## [Text section]

——

Previous research studies have suggested that narratives are necessary to expand upon students’ learning about history (Egan, 1989; Levstik, 1989) because they articulate any historical knowledge into structured narratives (Barton, 2008; Seixas, Peck, & Poyntz, 2011). Within history education research, the ways in which students build historical narratives have been a key research topic. It has been suggested that although textbooks and official curricula tend to follow official narratives (Christou, 2007; Idrissi, 2010; Torsti, 2007), their impact on students’ narratives is considerably lower than the impact of teachers’ discourse, collective memory, or even the discourse about the present (Létourneau, 2006; Mosborg, 2002; Wineburg, Mosborg, Porat, & Duncan, 2007). Hence, it could be argued that what have been described as vernacular narratives, “what social reality feels” (Bodnar, 1992, p. 15) might have a higher impact on students’ narratives than the official narrative, “what it should be like” (p. 15).

The difference in reception of official and vernacular narratives could be explained if we consider that students are likely to negotiate rather than assimilate the official narrative (Bakhtin, 1982). Previous research has suggested that students undertake this process of negotiation according to their gender and ethnic identities (Carretero & González, 2004; Christou, 2007; Epstein, 2000; Levstik & Barton, 1998; Levstik & Groth, 2005; Porat, 2004; von Borries, 1997). By means of this process, students build narratives in which they highlight certain core events, learned at school or elsewhere (Seixas et al., 2011), and “use imaginations to fill any gaps” (Barton, 2008, p. 240). Students’ narratives share, nevertheless, certain key aspects of official narratives. Research conducted worldwide has suggested that students explain historical narratives in terms of the main characters being divided between “friends” and “enemies” (Carretero & Kriger, 2004; Létourneau, 2006; Létourneau & Caritey, 2008), who face a set of traumatic events (Carretero & Kriger, 2004; Létourneau & Caritey, 2008; Levstik & Groth, 2005; Tutiaux-Guillon, 2001). Also, it seems likely that the plots within students’ narratives follow a progressive or complex trajectory in accordance with the official narrative in each country (Barton, 2002; Lee, 2004; Levstik & Barton, 1998; von Borries, 1997). To what extent these research results apply to the Catalan case is as yet unknown.

——

## [Data excerpt]

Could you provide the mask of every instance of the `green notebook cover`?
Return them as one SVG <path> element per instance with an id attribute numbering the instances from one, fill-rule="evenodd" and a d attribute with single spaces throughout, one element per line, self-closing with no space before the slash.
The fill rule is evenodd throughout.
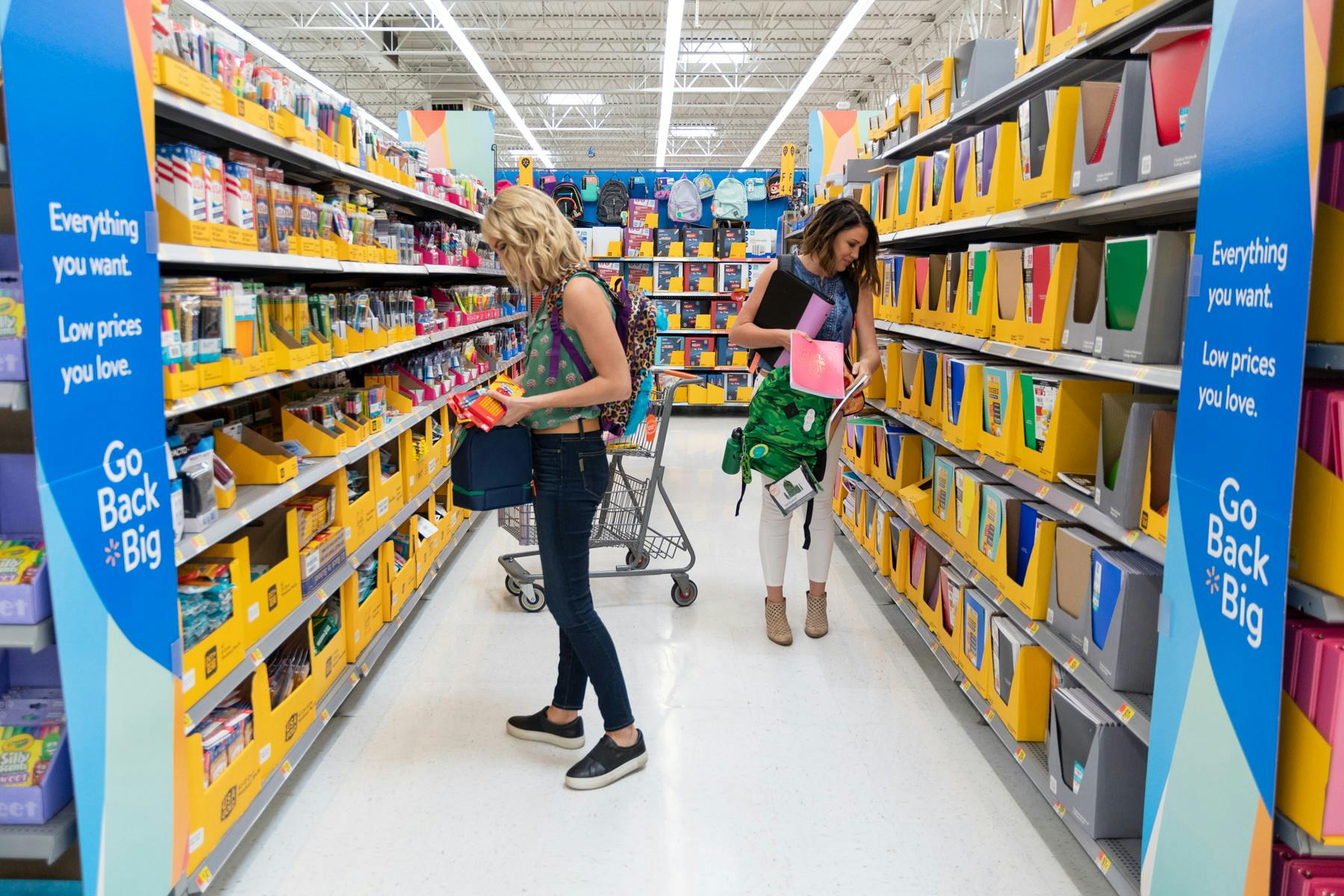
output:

——

Reproduce the complete passage on how students build historical narratives word for word. The listing has no connection to the passage on how students build historical narratives.

## [Exercise answer]
Previous research studies have suggested that narratives are necessary to expand upon students’ learning about history (Egan, 1989; Levstik, 1989) because they articulate any historical knowledge into structured narratives (Barton, 2008; Seixas, Peck, & Poyntz, 2011). Within history education research, the ways in which students build historical narratives have been a key research topic. It has been suggested that although textbooks and official curricula tend to follow official narratives (Christou, 2007; Idrissi, 2010; Torsti, 2007), their impact on students’ narratives is considerably lower than the impact of teachers’ discourse, collective memory, or even the discourse about the present (Létourneau, 2006; Mosborg, 2002; Wineburg, Mosborg, Porat, & Duncan, 2007). Hence, it could be argued that what have been described as vernacular narratives, “what social reality feels” (Bodnar, 1992, p. 15) might have a higher impact on students’ narratives than the official narrative, “what it should be like” (p. 15).

The difference in reception of official and vernacular narratives could be explained if we consider that students are likely to negotiate rather than assimilate the official narrative (Bakhtin, 1982). Previous research has suggested that students undertake this process of negotiation according to their gender and ethnic identities (Carretero & González, 2004; Christou, 2007; Epstein, 2000; Levstik & Barton, 1998; Levstik & Groth, 2005; Porat, 2004; von Borries, 1997). By means of this process, students build narratives in which they highlight certain core events, learned at school or elsewhere (Seixas et al., 2011), and “use imaginations to fill any gaps” (Barton, 2008, p. 240). Students’ narratives share, nevertheless, certain key aspects of official narratives. Research conducted worldwide has suggested that students explain historical narratives in terms of the main characters being divided between “friends” and “enemies” (Carretero & Kriger, 2004; Létourneau, 2006; Létourneau & Caritey, 2008), who face a set of traumatic events (Carretero & Kriger, 2004; Létourneau & Caritey, 2008; Levstik & Groth, 2005; Tutiaux-Guillon, 2001). Also, it seems likely that the plots within students’ narratives follow a progressive or complex trajectory in accordance with the official narrative in each country (Barton, 2002; Lee, 2004; Levstik & Barton, 1998; von Borries, 1997). To what extent these research results apply to the Catalan case is as yet unknown.